* [EXTRAIT DU DOCUMENT]
Le Liban tombe en cendres.
Comme si la grave crise économique que le Liban traverse actuellement – le gouvernement ayant décrété l’état d’urgence économique début octobre – ne suffisait pas. Comme si la crise sociale et politique, avec des milliers de Libanais se rassemblant régulièrement pour dénoncer l’incurie des autorités ne suffisait pas non plus.
Maintenant, le pays brûle. En 24h seulement, le Liban brûle sous 104 foyers de feu – si l’on croit les données fournies par le ministère de l’Intérieur. Une situation inédite depuis des décennies.
Les raisons ? Sûrement le retour d’un temps chaud et sec, accompagné de rafales de vent, qui a favorisé la naissance et la propagation de ces foyers. Ensuite, la présence de mines posées durant la guerre civile, qui explosent sous l’effet de la chaleur et alimentent ainsi les incendies. Enfin, pour Raymond Khattar, le directeur général de la Défense civile libanaise, la piste criminelle n’est pas à exclure : « le feu qui se déclenche à une heure du matin pose des points d’interrogations ».

* [EXTRAIT DE DONNÉES]

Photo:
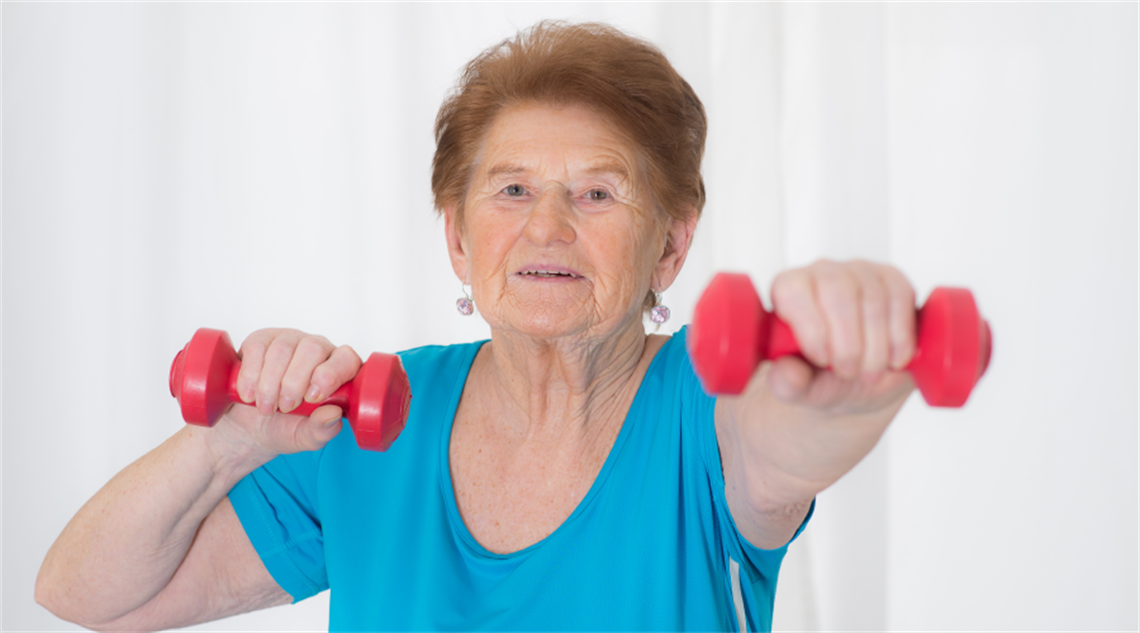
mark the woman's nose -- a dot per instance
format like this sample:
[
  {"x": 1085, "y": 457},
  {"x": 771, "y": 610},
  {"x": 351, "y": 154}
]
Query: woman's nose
[{"x": 552, "y": 218}]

* [OBJECTIF 1] Retranscrivez, s'il vous plaît, le passage de l'article sur les incendies au Liban qui va de « Maintenant, le pays » jusqu'à « depuis des décennies. ».
* [OBJECTIF 2] Comptez les lignes qui contiennent la chaîne « nose », en respectant la casse, et indiquez seulement ce nombre.
L'article et les lignes proviennent de sources distinctes.

* [RÉPONSE COMPLÈTE 1]
Maintenant, le pays brûle. En 24h seulement, le Liban brûle sous 104 foyers de feu – si l’on croit les données fournies par le ministère de l’Intérieur. Une situation inédite depuis des décennies.

* [RÉPONSE COMPLÈTE 2] 2